**DOCUMENT PASSAGE**
Well, we can, with some confidence, confirm the second Wonder Woman romp as the best superhero film to see cinemas in 2020. A lot of people liked that Birds of Prey thing, but a lot of people like ritual self-flagellation. Each to his own. And that was all the competition we got.
Patty Jenkins, returning for more action, has made the sensible choice to rhyme much of WW84 with Richard Donner's well-remembered Superman films. The DC Extended Universe has a few house styles and much better this playful tone than the deafening pseudo-seriousness of Zack Snyder's contributions. The current project makes no effort to connect with the wider DC universe. Get behind me, Batman. Justice League, I know thee not. It is fun until it's not. It's lively until it becomes self-important.
We begin with a moderately entertaining, stupidly overlong gymkhana in Diana Prince’s home realm – sprinting up and down hills while flinging javelins through hoops – that teaches the young Wonder Woman something or other about fair play and decency.
We then fast forward to a version of the 1980s that really, really knows it is the 1980s. You know the sort of thing. Everyone has their jacket sleeves rolled up. There is a video game arcade on every corner. You can’t move for joggers and power walkers.
Watergate complex
None of this is meant as criticism. Jenkins and her cast extract more good jokes from the references than you would get from a lifetime of Batman Vs Superman.
Look, Diana (Gal Gadot playing cautiously within her very narrow range) lives in the Watergate complex. When her old flame Steve Trevor (Chris Pine, charming) drops in from the past – almost literally; he just appears from nowhere with little explanation – he is amusingly puzzled by the fashion for parachute pants. "Everyone parachutes now?" the aviator wonders.

**DATASET CONTENT**
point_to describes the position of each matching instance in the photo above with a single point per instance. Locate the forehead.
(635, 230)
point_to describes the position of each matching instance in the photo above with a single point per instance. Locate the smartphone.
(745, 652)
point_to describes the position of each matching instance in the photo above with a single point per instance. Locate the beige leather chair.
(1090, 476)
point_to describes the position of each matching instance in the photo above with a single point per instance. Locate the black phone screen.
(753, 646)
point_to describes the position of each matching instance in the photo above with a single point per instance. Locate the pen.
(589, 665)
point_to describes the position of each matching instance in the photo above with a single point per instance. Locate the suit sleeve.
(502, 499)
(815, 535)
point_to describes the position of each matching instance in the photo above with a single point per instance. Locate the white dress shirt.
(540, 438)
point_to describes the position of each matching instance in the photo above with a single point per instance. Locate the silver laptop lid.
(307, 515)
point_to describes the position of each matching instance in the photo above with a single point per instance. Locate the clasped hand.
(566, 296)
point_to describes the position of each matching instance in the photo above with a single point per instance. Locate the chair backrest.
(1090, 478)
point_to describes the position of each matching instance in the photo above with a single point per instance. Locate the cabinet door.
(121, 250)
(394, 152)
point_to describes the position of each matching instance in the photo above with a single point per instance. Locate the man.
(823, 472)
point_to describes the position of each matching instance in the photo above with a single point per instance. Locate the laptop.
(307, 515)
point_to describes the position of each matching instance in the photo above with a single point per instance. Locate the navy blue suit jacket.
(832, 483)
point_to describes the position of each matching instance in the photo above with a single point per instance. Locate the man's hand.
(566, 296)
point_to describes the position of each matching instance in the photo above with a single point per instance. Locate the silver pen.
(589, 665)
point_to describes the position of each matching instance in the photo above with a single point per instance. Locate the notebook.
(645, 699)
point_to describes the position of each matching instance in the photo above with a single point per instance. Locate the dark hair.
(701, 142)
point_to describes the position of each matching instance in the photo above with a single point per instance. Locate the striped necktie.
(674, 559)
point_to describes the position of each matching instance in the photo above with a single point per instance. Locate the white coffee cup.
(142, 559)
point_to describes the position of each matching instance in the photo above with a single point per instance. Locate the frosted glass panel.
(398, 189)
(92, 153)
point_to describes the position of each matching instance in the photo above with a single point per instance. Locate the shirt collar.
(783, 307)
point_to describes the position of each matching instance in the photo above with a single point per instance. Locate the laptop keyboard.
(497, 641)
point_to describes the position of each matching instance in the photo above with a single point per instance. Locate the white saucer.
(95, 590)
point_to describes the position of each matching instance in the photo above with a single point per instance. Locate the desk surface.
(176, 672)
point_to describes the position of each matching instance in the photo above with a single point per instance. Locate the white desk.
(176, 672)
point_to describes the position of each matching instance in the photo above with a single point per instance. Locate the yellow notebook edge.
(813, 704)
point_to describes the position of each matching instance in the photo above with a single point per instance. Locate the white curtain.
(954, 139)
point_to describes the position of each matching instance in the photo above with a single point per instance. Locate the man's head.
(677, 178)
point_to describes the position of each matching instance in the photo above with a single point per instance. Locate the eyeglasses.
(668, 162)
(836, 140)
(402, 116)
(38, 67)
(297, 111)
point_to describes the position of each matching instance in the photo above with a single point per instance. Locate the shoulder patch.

**STATED TASK A**
In the film review, which actor plays Steve Trevor?
**STATED TASK B**
Format the listing as a Markdown table with the columns No. and Entry, covering everything from the line containing "the man's head." down to and including the listing's final line, and omit any blank lines.
The listing bears no relation to the film review that precedes it.

**TASK SOLUTION A**
Chris Pine plays Steve Trevor.

**TASK SOLUTION B**
| No. | Entry |
|---|---|
| 1 | point_to describes the position of each matching instance in the photo above with a single point per instance. Locate the man's head. |
| 2 | (677, 178) |
| 3 | point_to describes the position of each matching instance in the photo above with a single point per instance. Locate the eyeglasses. |
| 4 | (668, 162) |
| 5 | (836, 140) |
| 6 | (402, 116) |
| 7 | (38, 67) |
| 8 | (297, 111) |
| 9 | point_to describes the position of each matching instance in the photo above with a single point per instance. Locate the shoulder patch. |